> _WHAT THE TASK REQUIRES_
Be exact. Print each record as it stands.

Records from a data collection:

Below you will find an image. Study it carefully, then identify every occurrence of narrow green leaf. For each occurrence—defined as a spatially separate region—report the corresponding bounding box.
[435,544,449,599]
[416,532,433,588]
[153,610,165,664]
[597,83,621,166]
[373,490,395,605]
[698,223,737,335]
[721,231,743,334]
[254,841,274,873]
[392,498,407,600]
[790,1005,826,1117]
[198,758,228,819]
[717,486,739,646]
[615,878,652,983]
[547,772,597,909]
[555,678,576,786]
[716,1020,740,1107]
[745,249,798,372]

> _ANSWER SECTION_
Below you will find an image. Study it carefully, then identify every occurrence of narrow green leaf. For each occurrence—defined as a spatially separate region—report the corresponding bounding box.
[435,544,449,599]
[416,532,433,588]
[153,610,165,664]
[597,83,621,166]
[373,490,395,605]
[698,223,737,335]
[721,231,743,334]
[254,841,274,873]
[392,498,407,600]
[790,1005,826,1117]
[198,758,228,819]
[717,486,739,646]
[615,878,652,983]
[547,772,597,909]
[555,678,576,786]
[716,1020,740,1107]
[745,249,798,372]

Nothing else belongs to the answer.